→ Brano di partenza
Nato a New York nel 1916, Menuhin è primo di tre figli. Il padre, che si aggira per casa cantando con voce da tenore baritonale, avrebbe anch’egli voluto suonare il violino, cosa che gli fu impedita poiché considerata, dal severo nonno rabbino, un’occupazione troppo frivola. Forse per questo, egli riverserà la sua passione musicale sui tre figli, esortando allo studio della musica sia Yehudì che le due sorelle, entrambe pianiste d’eccezione.

Dopo un’infanzia vissuta da bambino prodigio, il superdotato Menuhin sarà uno dei primi artisti del ‘900 a intraprendere una tournèe mondiale, tra il 1935 e il 1936: toccherà ben 63 città in tredici Stati diversi, un vero record per quegli anni. Il grande violinista è, secondo Cantù, un artista istintivo, un interprete assoluto. E si distingue nel panorama novecentesco per l’eccezionale bellezza del suono.

Non è la perfezione tecnica a caratterizzarlo ma una sonorità unica che sembra caricarsi di insospettati valori spirituali.

Artista dell’intuito, ebbe il grande merito di iniziare la rivalutazione di Niccolò Paganini, in anni in cui il celebre autore del trillo del diavolo era per lo più ancora maltrattato e misconosciuto dalla critica.

→ Estratti del dataset
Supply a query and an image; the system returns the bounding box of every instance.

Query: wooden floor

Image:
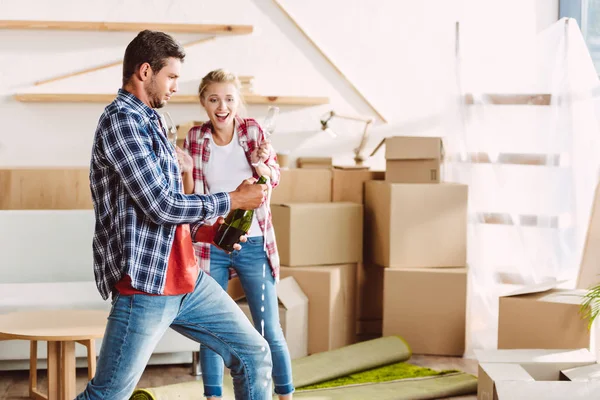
[0,355,477,400]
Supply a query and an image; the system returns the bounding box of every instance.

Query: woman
[184,69,294,400]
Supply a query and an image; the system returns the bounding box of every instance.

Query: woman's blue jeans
[200,236,294,397]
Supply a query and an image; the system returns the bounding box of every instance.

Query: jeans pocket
[110,290,121,314]
[246,236,265,246]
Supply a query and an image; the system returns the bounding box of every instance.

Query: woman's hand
[250,140,273,164]
[175,147,194,173]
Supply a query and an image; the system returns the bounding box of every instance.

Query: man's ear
[138,63,152,82]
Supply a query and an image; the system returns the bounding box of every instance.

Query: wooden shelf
[0,167,92,210]
[473,212,560,228]
[14,93,329,106]
[0,20,253,35]
[446,152,561,167]
[464,93,552,106]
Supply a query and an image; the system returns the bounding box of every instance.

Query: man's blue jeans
[77,272,272,400]
[200,236,294,397]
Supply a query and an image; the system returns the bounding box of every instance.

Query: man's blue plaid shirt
[90,89,231,299]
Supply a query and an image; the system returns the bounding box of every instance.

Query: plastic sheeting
[444,19,600,356]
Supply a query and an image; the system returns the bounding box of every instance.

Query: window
[559,0,600,74]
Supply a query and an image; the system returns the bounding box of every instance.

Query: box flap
[479,363,535,382]
[277,276,308,310]
[502,281,557,297]
[560,364,600,382]
[495,381,600,400]
[475,349,596,364]
[538,289,586,305]
[333,165,369,171]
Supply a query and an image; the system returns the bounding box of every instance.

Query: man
[78,30,271,400]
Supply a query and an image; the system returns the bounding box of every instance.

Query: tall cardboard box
[371,136,443,183]
[383,268,467,356]
[577,183,600,289]
[271,168,332,204]
[365,181,468,268]
[475,349,600,400]
[281,264,356,354]
[498,283,591,349]
[271,203,363,267]
[331,167,385,204]
[238,277,308,359]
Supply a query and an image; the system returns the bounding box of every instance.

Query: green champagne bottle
[215,176,267,252]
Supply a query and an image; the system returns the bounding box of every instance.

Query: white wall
[0,0,558,166]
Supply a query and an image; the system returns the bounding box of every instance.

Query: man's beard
[146,77,165,108]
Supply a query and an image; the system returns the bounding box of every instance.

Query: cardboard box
[498,282,591,349]
[356,263,385,318]
[332,167,385,204]
[383,268,467,356]
[371,136,443,183]
[475,349,600,400]
[271,169,332,204]
[577,184,600,289]
[356,319,383,342]
[271,203,363,267]
[560,364,600,382]
[238,277,309,359]
[356,319,383,336]
[365,181,468,268]
[281,264,356,354]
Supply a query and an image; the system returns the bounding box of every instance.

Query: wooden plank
[0,167,92,210]
[14,93,329,106]
[34,36,216,86]
[465,93,552,106]
[472,212,559,228]
[445,152,561,167]
[274,0,388,122]
[0,20,254,35]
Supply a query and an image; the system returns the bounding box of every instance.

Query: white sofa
[0,210,198,370]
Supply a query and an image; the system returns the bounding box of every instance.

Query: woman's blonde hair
[198,69,242,102]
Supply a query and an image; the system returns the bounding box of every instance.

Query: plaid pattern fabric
[90,90,230,299]
[184,117,280,279]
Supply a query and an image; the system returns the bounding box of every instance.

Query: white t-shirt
[204,129,263,236]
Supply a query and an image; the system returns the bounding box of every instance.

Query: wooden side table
[0,310,108,400]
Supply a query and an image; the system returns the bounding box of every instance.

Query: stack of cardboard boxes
[358,137,468,356]
[271,168,363,354]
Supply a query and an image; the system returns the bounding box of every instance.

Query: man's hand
[196,217,248,251]
[175,147,194,172]
[229,178,267,210]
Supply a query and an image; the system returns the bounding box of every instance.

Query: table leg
[48,342,61,400]
[59,341,77,400]
[77,339,96,381]
[29,340,48,400]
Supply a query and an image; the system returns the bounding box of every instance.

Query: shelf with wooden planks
[0,167,92,210]
[445,152,566,167]
[464,93,552,106]
[13,93,329,106]
[0,20,254,35]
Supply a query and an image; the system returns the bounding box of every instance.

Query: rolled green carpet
[292,336,412,388]
[292,372,477,400]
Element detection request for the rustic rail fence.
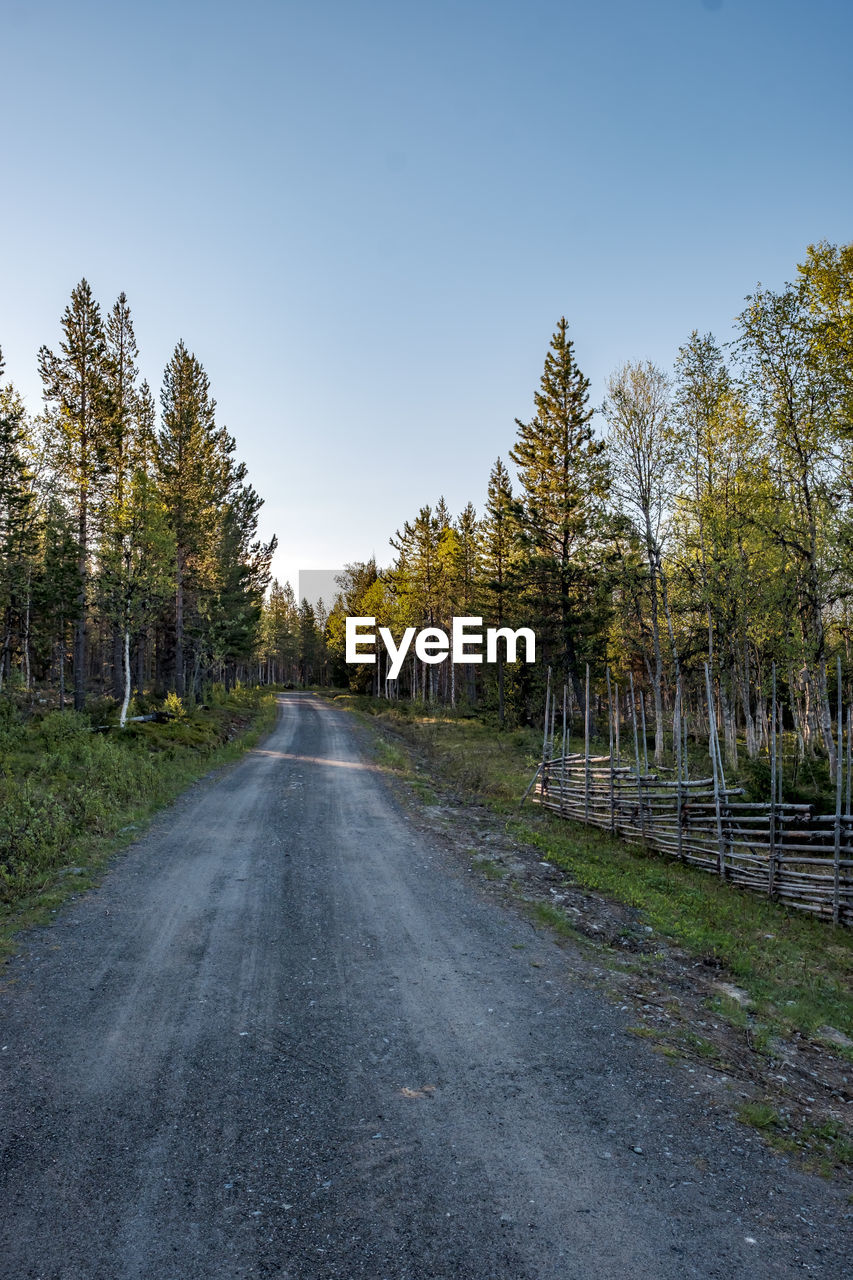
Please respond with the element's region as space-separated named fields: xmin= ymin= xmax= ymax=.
xmin=528 ymin=673 xmax=853 ymax=925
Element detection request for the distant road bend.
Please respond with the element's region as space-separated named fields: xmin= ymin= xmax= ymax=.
xmin=0 ymin=694 xmax=850 ymax=1280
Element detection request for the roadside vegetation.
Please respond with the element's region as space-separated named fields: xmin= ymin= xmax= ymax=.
xmin=0 ymin=686 xmax=275 ymax=954
xmin=326 ymin=694 xmax=853 ymax=1059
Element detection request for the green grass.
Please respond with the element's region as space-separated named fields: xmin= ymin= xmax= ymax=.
xmin=320 ymin=695 xmax=853 ymax=1056
xmin=0 ymin=690 xmax=275 ymax=955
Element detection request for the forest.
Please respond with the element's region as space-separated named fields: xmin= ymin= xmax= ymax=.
xmin=284 ymin=242 xmax=853 ymax=776
xmin=0 ymin=242 xmax=853 ymax=774
xmin=0 ymin=279 xmax=275 ymax=723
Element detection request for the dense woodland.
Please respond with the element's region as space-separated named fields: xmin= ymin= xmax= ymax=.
xmin=0 ymin=243 xmax=853 ymax=771
xmin=280 ymin=243 xmax=853 ymax=772
xmin=0 ymin=280 xmax=275 ymax=718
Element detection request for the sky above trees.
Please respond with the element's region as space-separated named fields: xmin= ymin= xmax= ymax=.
xmin=0 ymin=0 xmax=853 ymax=584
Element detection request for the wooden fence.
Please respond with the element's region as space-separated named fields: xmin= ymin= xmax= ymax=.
xmin=528 ymin=665 xmax=853 ymax=925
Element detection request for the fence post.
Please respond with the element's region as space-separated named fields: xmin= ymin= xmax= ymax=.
xmin=560 ymin=685 xmax=569 ymax=813
xmin=628 ymin=671 xmax=646 ymax=842
xmin=542 ymin=667 xmax=551 ymax=796
xmin=704 ymin=662 xmax=726 ymax=877
xmin=584 ymin=663 xmax=589 ymax=822
xmin=767 ymin=663 xmax=777 ymax=897
xmin=607 ymin=667 xmax=616 ymax=836
xmin=672 ymin=675 xmax=684 ymax=861
xmin=833 ymin=653 xmax=844 ymax=924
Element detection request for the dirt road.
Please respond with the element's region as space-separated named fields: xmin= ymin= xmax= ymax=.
xmin=0 ymin=694 xmax=852 ymax=1280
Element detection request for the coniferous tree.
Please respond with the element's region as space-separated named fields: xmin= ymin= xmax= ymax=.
xmin=510 ymin=317 xmax=607 ymax=707
xmin=156 ymin=342 xmax=220 ymax=696
xmin=480 ymin=458 xmax=517 ymax=724
xmin=0 ymin=351 xmax=36 ymax=689
xmin=38 ymin=279 xmax=108 ymax=710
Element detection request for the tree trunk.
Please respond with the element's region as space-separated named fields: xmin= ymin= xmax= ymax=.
xmin=119 ymin=628 xmax=131 ymax=728
xmin=174 ymin=550 xmax=183 ymax=698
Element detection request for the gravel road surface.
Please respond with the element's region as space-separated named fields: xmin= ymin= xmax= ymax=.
xmin=0 ymin=694 xmax=852 ymax=1280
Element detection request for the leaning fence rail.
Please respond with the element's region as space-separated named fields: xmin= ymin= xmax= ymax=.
xmin=525 ymin=673 xmax=853 ymax=925
xmin=530 ymin=753 xmax=853 ymax=925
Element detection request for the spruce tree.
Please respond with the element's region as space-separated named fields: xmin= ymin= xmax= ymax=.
xmin=0 ymin=351 xmax=36 ymax=689
xmin=510 ymin=317 xmax=607 ymax=707
xmin=158 ymin=342 xmax=222 ymax=696
xmin=480 ymin=458 xmax=517 ymax=726
xmin=38 ymin=279 xmax=108 ymax=710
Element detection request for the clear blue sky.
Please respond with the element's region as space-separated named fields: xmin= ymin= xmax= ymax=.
xmin=0 ymin=0 xmax=853 ymax=585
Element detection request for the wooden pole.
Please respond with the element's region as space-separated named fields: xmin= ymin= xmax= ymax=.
xmin=629 ymin=671 xmax=646 ymax=840
xmin=833 ymin=653 xmax=844 ymax=924
xmin=704 ymin=662 xmax=725 ymax=876
xmin=560 ymin=685 xmax=569 ymax=813
xmin=640 ymin=689 xmax=648 ymax=774
xmin=767 ymin=663 xmax=776 ymax=897
xmin=607 ymin=667 xmax=616 ymax=836
xmin=542 ymin=667 xmax=551 ymax=795
xmin=548 ymin=690 xmax=557 ymax=760
xmin=672 ymin=676 xmax=684 ymax=861
xmin=584 ymin=663 xmax=589 ymax=822
xmin=844 ymin=707 xmax=853 ymax=818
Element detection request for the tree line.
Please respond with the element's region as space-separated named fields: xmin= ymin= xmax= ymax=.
xmin=0 ymin=279 xmax=275 ymax=718
xmin=275 ymin=243 xmax=853 ymax=771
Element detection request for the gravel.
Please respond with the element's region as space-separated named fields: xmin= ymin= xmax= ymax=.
xmin=0 ymin=694 xmax=853 ymax=1280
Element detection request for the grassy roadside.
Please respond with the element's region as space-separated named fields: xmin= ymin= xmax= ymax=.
xmin=0 ymin=689 xmax=275 ymax=959
xmin=320 ymin=695 xmax=853 ymax=1061
xmin=327 ymin=694 xmax=853 ymax=1172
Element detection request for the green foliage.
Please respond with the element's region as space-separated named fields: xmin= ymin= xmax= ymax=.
xmin=0 ymin=690 xmax=275 ymax=913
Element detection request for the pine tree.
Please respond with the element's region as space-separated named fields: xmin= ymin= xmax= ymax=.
xmin=480 ymin=458 xmax=517 ymax=726
xmin=510 ymin=317 xmax=607 ymax=707
xmin=38 ymin=279 xmax=108 ymax=710
xmin=0 ymin=351 xmax=36 ymax=689
xmin=156 ymin=342 xmax=224 ymax=696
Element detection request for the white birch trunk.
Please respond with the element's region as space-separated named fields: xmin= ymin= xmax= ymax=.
xmin=119 ymin=627 xmax=131 ymax=728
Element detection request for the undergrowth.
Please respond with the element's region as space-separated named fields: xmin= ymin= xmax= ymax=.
xmin=0 ymin=689 xmax=275 ymax=950
xmin=324 ymin=695 xmax=853 ymax=1057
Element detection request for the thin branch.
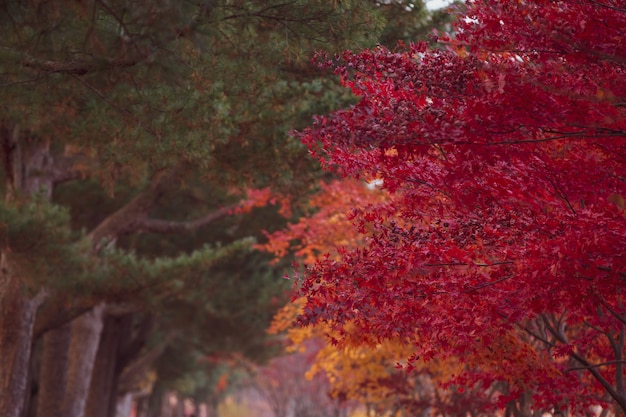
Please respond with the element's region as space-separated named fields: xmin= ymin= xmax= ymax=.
xmin=565 ymin=360 xmax=626 ymax=372
xmin=70 ymin=74 xmax=159 ymax=138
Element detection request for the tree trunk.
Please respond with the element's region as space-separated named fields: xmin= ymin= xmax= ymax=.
xmin=85 ymin=315 xmax=132 ymax=417
xmin=37 ymin=324 xmax=71 ymax=417
xmin=63 ymin=304 xmax=104 ymax=417
xmin=0 ymin=255 xmax=46 ymax=417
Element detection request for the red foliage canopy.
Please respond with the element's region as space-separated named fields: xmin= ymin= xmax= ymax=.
xmin=300 ymin=0 xmax=626 ymax=410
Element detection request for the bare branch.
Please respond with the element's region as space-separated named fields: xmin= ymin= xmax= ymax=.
xmin=565 ymin=361 xmax=626 ymax=372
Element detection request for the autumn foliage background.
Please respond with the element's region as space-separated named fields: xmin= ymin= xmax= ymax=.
xmin=266 ymin=0 xmax=626 ymax=415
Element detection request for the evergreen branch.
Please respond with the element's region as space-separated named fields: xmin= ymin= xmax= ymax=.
xmin=70 ymin=74 xmax=159 ymax=138
xmin=131 ymin=204 xmax=238 ymax=233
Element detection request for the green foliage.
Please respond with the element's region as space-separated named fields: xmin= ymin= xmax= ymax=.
xmin=0 ymin=196 xmax=97 ymax=289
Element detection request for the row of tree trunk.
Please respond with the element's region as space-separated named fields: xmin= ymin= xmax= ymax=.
xmin=0 ymin=124 xmax=172 ymax=417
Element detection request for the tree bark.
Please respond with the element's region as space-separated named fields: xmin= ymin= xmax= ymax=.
xmin=63 ymin=304 xmax=105 ymax=417
xmin=85 ymin=315 xmax=132 ymax=417
xmin=0 ymin=255 xmax=46 ymax=417
xmin=37 ymin=324 xmax=71 ymax=417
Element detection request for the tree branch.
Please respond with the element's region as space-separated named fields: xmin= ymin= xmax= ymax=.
xmin=130 ymin=204 xmax=238 ymax=233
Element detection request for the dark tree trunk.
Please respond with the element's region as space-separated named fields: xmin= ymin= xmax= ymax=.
xmin=37 ymin=324 xmax=71 ymax=417
xmin=85 ymin=315 xmax=132 ymax=417
xmin=0 ymin=264 xmax=45 ymax=417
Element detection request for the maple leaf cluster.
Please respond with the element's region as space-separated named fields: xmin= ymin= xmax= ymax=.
xmin=282 ymin=0 xmax=626 ymax=411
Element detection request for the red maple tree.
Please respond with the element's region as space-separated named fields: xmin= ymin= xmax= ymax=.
xmin=300 ymin=0 xmax=626 ymax=411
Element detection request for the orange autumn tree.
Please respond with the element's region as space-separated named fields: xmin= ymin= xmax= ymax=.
xmin=261 ymin=179 xmax=500 ymax=413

→ Esercizi
A. Cita alla lettera il brano su Menuhin, tutto ciò che va da "Nato a New York" fino a "bellezza del suono.".
B. Prosegui il brano su Menuhin, riprendendo dopo l'ultima frase riportata.

→ Risposte per esercizio
A.
Nato a New York nel 1916, Menuhin è primo di tre figli. Il padre, che si aggira per casa cantando con voce da tenore baritonale, avrebbe anch’egli voluto suonare il violino, cosa che gli fu impedita poiché considerata, dal severo nonno rabbino, un’occupazione troppo frivola. Forse per questo, egli riverserà la sua passione musicale sui tre figli, esortando allo studio della musica sia Yehudì che le due sorelle, entrambe pianiste d’eccezione.

Dopo un’infanzia vissuta da bambino prodigio, il superdotato Menuhin sarà uno dei primi artisti del ‘900 a intraprendere una tournèe mondiale, tra il 1935 e il 1936: toccherà ben 63 città in tredici Stati diversi, un vero record per quegli anni. Il grande violinista è, secondo Cantù, un artista istintivo, un interprete assoluto. E si distingue nel panorama novecentesco per l’eccezionale bellezza del suono.

B.
Forse in virtù di questa sua impulsività musicale e spontaneità di tocco, già nell’infanzia Yehudì fu poco propenso all’esercizio tecnico. Si suppone che possa essere proprio questo il motivo che ne determinò quell’usura fisica che lo affliggerà negli ultimi anni. Alberto Cantù racconta di aver fatto riferimento alla figura di Orfeo, nel titolo della sua opera, proprio perché, come il personaggio mitologico, Menuhin sembra, a un certo punto della sua vita, voltarsi indietro e non trovare più il talento e la facilità che ne avevano caratterizzato la prima stagione della carriera. Un calo fisico che non ha dunque cause certe, ma che egli tenterà di risolvere in ogni modo, con meditazione e yoga. Nulla tuttavia varrà a restituirgli l’immediatezza e l’abilità perduta. Finirà negli anni Ottanta per cercare altre vie, in cui sia meno importante la purezza tecnica. Si dedicherà al jazz, con Stephane Grappelli e alla musica orientale. Cantù ci descrive questi esperimenti come vuoti e privi dell’eccezionalità che fu in precedenza propria del grande inteprete.

Ma chi fu il Menuhin uomo, al di là del musicista? Poco sappiamo riguardo alla sua sfera intima e privata. Nella sua autobiografia intitolata L’arte: Speranza dell’Umanità, egli stesso dichiarerà una profonda difficoltà a stabilire rapporti umani autentici e a entrare in vera empatia con gli altri. Uomo assente e distante nella sostanza, per quanto estremamente cordiale nelle apparenze, Menuhin ammette di entrare per la prima volta in contatto con “l’altro” solo in occasione dell’attività concertistica che terrà, durante la Seconda Guerra Mondiale, negli ospedali e campi militari. Sappiamo che, dopo la Liberazione, egli si esibì con Benjamin Britten in un concerto per i deportati di Bergen-Belsen. Nel 1947, si recò in Germania per suonare sotto la direzione di Furtwängler, atto che fu salutato all’epoca come la riconciliazione morale del musicista ebreo con lo Stato tedesco. Nel ‘33 Menuhin si era rifiutato di esibirsi con lo stesso direttore, dato che l’atteggiamento di Furtwängler verso il regime nazista e gli ebrei fu sempre controverso: ebbe certamente il merito di salvare dai campi di concentramento alcuni membri della Filarmonica di Berlino, ma al contempo venne sempre elogiato dai nazisti come il “direttore ufficiale del regime”.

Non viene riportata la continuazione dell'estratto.